■ Exercise directions: Collect every line in the rows below that contains the string "jacket", treating uppercase and lowercase letters as different.

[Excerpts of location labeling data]
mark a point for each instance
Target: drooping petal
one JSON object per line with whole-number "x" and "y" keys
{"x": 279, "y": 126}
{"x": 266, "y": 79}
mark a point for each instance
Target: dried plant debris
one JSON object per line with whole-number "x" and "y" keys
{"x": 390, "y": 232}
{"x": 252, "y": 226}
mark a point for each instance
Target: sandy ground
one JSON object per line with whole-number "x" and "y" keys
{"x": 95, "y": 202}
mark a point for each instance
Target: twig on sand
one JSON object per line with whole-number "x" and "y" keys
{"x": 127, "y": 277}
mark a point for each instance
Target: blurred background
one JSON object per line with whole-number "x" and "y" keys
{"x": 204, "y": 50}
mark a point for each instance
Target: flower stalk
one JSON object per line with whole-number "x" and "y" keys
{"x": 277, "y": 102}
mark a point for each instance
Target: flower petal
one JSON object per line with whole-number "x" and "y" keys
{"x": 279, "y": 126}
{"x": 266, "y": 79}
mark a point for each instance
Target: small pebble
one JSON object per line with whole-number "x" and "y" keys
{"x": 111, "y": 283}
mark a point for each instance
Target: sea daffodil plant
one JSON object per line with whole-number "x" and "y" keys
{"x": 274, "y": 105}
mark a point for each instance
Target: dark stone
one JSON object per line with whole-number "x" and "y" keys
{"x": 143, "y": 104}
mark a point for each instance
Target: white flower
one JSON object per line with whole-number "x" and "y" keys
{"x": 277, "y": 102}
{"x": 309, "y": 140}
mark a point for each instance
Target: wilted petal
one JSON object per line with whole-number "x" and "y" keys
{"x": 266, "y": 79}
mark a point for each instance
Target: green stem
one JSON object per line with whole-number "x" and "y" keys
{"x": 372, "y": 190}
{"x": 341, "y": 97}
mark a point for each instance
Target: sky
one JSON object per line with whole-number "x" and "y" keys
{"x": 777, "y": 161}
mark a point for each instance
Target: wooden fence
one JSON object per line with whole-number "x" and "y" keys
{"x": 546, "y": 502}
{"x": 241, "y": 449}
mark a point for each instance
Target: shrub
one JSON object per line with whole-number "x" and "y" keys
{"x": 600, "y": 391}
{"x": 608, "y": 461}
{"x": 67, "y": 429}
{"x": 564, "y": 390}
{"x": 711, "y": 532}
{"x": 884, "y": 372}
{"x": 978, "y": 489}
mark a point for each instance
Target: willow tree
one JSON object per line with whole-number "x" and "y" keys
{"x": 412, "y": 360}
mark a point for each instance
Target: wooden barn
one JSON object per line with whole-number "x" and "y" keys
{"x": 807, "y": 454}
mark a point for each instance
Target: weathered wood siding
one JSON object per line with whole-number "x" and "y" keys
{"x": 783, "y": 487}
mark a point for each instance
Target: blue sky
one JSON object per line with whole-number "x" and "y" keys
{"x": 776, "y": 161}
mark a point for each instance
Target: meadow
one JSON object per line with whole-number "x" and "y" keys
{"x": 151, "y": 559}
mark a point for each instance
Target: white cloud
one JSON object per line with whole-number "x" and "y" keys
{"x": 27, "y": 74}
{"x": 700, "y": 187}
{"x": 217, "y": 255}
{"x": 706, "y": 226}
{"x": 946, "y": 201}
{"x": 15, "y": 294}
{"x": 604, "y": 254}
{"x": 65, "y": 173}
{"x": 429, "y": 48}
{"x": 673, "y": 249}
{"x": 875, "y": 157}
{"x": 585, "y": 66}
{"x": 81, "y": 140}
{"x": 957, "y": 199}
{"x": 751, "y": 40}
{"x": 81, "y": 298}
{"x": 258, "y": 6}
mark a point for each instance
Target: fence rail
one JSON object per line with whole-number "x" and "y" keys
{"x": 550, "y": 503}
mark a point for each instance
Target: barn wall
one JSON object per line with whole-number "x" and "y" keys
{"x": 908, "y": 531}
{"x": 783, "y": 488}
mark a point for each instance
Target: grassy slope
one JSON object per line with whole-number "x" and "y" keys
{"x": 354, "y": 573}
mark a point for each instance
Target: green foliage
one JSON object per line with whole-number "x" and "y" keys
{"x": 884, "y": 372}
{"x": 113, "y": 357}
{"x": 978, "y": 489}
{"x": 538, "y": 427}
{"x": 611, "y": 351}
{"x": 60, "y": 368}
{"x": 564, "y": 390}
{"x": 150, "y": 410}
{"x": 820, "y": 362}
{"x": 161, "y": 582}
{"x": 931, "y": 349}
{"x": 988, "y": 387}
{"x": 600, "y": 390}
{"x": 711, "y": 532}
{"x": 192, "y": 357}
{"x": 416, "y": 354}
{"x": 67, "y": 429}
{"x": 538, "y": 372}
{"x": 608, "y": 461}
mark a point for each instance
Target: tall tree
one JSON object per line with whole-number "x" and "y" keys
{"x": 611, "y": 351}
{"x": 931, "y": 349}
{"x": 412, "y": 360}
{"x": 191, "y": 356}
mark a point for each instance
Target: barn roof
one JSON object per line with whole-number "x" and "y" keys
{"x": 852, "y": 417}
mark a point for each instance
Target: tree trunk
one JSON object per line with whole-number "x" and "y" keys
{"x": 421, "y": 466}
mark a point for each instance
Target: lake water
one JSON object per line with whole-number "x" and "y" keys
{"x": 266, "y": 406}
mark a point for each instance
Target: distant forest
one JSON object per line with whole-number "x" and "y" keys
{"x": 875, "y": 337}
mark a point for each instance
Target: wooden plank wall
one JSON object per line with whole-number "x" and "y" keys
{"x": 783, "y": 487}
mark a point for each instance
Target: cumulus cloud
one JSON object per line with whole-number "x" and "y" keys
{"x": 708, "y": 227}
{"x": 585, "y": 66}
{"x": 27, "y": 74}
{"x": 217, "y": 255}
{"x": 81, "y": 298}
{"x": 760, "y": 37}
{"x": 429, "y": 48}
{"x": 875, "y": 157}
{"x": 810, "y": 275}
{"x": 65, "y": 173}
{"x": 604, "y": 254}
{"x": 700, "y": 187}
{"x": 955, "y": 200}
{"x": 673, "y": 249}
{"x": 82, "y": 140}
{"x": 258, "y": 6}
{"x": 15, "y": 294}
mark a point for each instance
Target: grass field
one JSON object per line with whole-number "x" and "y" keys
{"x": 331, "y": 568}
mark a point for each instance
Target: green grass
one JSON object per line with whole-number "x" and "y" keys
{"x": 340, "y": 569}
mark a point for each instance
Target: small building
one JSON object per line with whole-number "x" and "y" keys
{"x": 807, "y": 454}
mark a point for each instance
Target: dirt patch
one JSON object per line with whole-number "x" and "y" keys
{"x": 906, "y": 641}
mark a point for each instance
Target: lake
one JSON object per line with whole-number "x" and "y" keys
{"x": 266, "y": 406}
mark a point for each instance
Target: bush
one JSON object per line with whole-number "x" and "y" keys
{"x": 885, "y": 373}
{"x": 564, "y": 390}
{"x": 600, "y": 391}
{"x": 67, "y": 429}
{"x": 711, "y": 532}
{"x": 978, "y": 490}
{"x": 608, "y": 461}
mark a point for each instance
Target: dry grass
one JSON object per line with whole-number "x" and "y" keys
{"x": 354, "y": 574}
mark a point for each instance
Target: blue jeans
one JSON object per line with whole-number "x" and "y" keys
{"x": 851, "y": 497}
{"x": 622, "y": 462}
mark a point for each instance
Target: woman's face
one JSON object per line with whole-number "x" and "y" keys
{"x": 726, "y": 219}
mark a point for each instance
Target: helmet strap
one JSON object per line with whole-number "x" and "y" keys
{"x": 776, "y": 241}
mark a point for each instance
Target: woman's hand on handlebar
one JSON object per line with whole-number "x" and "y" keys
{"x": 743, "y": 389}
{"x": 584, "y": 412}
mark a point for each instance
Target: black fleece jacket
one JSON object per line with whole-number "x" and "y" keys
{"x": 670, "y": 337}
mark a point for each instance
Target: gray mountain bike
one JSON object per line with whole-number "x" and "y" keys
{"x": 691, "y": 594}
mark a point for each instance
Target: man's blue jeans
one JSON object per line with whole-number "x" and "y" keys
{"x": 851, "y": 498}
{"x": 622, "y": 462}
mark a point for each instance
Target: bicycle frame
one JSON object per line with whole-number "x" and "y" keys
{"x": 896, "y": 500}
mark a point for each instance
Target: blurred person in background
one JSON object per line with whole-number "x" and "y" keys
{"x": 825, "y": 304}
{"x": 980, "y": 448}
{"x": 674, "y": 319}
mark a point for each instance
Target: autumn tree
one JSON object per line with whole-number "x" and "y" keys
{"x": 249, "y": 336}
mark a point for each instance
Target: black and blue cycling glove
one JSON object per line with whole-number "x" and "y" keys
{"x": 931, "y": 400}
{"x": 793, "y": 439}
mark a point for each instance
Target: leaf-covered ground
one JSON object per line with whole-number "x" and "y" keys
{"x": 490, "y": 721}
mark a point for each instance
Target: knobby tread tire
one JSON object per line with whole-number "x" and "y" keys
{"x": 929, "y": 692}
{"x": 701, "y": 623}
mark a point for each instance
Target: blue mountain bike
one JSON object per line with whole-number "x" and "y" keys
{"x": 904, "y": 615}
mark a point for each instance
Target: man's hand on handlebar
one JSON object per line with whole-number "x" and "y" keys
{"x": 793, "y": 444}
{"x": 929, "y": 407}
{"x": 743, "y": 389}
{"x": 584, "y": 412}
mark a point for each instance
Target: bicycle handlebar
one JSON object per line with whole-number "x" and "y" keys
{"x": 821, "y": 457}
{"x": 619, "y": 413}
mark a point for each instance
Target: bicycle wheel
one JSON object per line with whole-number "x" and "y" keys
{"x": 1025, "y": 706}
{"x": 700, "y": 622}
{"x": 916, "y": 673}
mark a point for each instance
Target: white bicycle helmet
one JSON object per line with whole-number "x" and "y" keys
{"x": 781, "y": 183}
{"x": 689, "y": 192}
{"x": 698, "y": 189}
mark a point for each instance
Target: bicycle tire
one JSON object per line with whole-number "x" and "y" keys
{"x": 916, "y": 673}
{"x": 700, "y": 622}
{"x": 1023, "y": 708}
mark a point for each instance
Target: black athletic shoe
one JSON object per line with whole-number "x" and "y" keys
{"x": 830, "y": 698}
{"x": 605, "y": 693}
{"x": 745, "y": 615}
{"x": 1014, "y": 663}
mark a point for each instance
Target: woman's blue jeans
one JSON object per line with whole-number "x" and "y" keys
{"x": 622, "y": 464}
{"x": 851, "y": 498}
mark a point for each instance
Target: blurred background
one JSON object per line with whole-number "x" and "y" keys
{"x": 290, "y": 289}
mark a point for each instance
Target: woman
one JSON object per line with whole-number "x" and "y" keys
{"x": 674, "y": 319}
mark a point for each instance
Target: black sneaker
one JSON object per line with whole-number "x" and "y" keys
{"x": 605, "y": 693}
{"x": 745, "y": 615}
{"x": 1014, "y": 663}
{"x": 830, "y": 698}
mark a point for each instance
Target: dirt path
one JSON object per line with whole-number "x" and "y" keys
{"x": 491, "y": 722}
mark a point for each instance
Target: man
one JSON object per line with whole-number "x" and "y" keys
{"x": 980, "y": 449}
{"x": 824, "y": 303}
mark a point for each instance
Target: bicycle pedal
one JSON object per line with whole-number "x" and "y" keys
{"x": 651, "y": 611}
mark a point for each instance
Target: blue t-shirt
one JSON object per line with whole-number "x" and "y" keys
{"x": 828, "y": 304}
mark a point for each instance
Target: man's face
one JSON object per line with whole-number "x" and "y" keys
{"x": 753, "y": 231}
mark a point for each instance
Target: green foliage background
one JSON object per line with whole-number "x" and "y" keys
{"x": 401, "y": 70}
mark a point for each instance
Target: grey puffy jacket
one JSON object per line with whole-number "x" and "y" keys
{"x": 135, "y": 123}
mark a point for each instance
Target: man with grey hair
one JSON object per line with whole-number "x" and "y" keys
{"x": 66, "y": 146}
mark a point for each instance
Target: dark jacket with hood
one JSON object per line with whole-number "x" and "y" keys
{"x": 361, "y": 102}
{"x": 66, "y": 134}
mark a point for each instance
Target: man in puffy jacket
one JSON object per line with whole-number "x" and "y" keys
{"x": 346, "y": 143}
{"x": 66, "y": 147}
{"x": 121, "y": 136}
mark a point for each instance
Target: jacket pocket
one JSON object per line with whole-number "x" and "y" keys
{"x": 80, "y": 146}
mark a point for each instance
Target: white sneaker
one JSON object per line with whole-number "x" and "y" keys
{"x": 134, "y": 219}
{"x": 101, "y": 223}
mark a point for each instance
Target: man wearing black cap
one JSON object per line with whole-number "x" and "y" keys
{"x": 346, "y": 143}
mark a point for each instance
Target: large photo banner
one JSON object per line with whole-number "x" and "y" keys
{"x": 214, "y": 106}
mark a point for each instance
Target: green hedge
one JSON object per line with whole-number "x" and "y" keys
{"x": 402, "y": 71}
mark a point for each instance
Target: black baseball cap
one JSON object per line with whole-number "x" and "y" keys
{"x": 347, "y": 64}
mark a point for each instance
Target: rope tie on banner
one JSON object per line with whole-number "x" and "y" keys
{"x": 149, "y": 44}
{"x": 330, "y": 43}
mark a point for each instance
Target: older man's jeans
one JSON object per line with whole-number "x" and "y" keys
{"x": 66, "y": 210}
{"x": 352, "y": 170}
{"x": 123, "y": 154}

■ Task output:
Target: black fleece jacket
Target: grey puffy jacket
Target: dark jacket with hood
Target: man in puffy jacket
Target: jacket pocket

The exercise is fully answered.